Problem 1 ::
Below the report and the entries that follow it, find the part of the entries that opens with the line containing "the ferris wheel listed here." and closes with the line containing "[(228, 71)]". Copy it out again, line for line, including both of those lines.

|
|
Version | Unicode 3.1.0 |
Authors | Asmus Freytag (asmus@unicode.org) |
Date | 2001-03-23 |
This Version | http://www.unicode.org/unicode/reports/tr11/tr11-8 |
Previous Version | http://www.unicode.org/unicode/reports/tr11/tr11-7 |
Latest Version | http://www.unicode.org/unicode/reports/tr11 |
Tracking Number | 8 |
This report presents the specifications of a informative property for Unicode characters that is useful when interoperating with East Asian Legacy character sets.
This document has been reviewed by Unicode members and other interested parties, and has been approved by the Unicode Technical Committee as a Unicode Standard Annex. It is a stable document and may be used as reference material or cited as a normative reference from another document.
A Unicode Standard Annex (UAX) forms an integral part of the Unicode Standard, carrying the same version number, but is published as a separate document. Note that conformance to a version of the Unicode Standard includes conformance to its Unicode Standard Annexes.
A list of current Unicode Technical Reports is found on http://www.unicode.org/unicode/reports/. For more information about versions of the Unicode Standard, see http://www.unicode.org/unicode/standard/versions/.
The References provide related information that is useful in understanding this document. Please mail corrigenda and other comments to the author(s).
In mixed-width, East Asian, legacy encodings there is a concept of an inherent width of a character. For a fixed pitch font, this width translates to a display width of either one half or a whole unit width. A common name for this unit width is "Em". It is customarily the height of the letter 'M', but since in East Asian fonts the standard character cell is square, it is the same as the unit width.
Note: the character width for a fixed pitch Latin font like Courier is generally 3/5 of an em.
Layout and line breaking (to cite only two examples) in an East Asian context show systematic variations depending on the value of the East-Asian Width property (even for non-fixed pitch fonts). Further, the same information is useful in creating correct transcoding tables for East Asian character sets.
The East Asian Width property provides a useful concept for implementations that
This Unicode Technical Report does not provide rules or specifications of how this property might be used in font design or line layout, since, while a useful property for this purpose, it is only one of several character properties that would need to be considered.
By convention, 1/2 Em wide characters of East Asian legacy encodings are called "half-width" (or hankaku characters in Japanese), the others are called correspondingly "full-width" (or zenkaku) characters. Legacy encodings often use a single byte for the half-width characters and two bytes for the full-width characters. In the Unicode Standard, no such distinction is made, but understanding the distinction is often necessary when interchanging data with legacy systems, especially when fixed size buffers are involved.

Problem 2 ::
According to the report on East Asian character width, how wide is a character in a fixed pitch Latin font like Courier?

Data shown ::
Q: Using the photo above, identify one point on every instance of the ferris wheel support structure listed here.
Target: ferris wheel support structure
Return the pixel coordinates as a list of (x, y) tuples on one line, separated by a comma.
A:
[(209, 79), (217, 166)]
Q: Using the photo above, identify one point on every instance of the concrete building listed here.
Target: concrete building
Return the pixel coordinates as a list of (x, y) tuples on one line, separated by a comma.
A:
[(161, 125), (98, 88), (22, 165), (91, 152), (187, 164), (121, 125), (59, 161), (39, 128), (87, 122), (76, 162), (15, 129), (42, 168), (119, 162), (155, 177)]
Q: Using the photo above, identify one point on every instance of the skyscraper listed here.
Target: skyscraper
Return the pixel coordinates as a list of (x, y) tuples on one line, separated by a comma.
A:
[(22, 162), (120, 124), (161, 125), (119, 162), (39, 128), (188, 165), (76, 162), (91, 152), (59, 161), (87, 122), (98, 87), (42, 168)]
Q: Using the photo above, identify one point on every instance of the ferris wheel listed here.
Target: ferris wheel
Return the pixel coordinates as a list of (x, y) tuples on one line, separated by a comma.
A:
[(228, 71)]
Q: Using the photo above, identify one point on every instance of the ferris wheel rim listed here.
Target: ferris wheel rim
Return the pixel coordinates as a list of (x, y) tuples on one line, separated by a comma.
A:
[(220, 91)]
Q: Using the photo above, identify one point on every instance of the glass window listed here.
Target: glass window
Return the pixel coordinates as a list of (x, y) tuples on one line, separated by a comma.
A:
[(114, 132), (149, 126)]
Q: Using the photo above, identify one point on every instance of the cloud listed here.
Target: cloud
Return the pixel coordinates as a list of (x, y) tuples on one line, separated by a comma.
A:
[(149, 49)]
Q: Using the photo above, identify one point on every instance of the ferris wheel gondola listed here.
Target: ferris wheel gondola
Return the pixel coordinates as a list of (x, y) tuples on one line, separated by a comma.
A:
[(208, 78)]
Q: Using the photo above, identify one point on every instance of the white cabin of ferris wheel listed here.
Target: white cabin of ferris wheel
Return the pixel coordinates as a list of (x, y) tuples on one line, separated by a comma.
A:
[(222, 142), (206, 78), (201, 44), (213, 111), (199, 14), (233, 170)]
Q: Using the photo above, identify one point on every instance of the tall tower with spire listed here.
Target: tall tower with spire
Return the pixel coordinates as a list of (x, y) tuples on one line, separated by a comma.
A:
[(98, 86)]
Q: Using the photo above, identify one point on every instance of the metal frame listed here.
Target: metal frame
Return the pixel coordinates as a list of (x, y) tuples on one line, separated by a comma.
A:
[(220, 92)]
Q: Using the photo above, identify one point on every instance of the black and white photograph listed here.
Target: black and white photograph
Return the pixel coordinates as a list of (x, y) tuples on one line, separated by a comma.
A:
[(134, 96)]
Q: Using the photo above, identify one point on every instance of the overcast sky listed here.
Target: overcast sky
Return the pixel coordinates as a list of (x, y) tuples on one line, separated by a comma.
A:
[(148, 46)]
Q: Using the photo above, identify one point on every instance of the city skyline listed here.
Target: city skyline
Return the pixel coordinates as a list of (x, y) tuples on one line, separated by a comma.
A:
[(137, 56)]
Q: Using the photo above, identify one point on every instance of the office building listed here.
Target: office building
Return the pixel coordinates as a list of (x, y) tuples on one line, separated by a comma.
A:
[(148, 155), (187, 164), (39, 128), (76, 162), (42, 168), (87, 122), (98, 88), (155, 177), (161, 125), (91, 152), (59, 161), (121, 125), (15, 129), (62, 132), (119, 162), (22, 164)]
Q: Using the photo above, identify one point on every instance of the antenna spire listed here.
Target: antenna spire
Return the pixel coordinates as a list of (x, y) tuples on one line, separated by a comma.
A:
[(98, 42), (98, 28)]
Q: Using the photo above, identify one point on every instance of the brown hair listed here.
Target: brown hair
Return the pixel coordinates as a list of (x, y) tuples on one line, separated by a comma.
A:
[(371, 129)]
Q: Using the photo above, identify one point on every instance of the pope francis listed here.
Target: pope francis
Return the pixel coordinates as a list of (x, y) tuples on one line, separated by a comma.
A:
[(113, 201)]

Correct output 1 ::
Q: Using the photo above, identify one point on every instance of the ferris wheel listed here.
Target: ferris wheel
Return the pixel coordinates as a list of (x, y) tuples on one line, separated by a comma.
A:
[(228, 71)]

Correct output 2 ::
It is generally 3/5 of an em.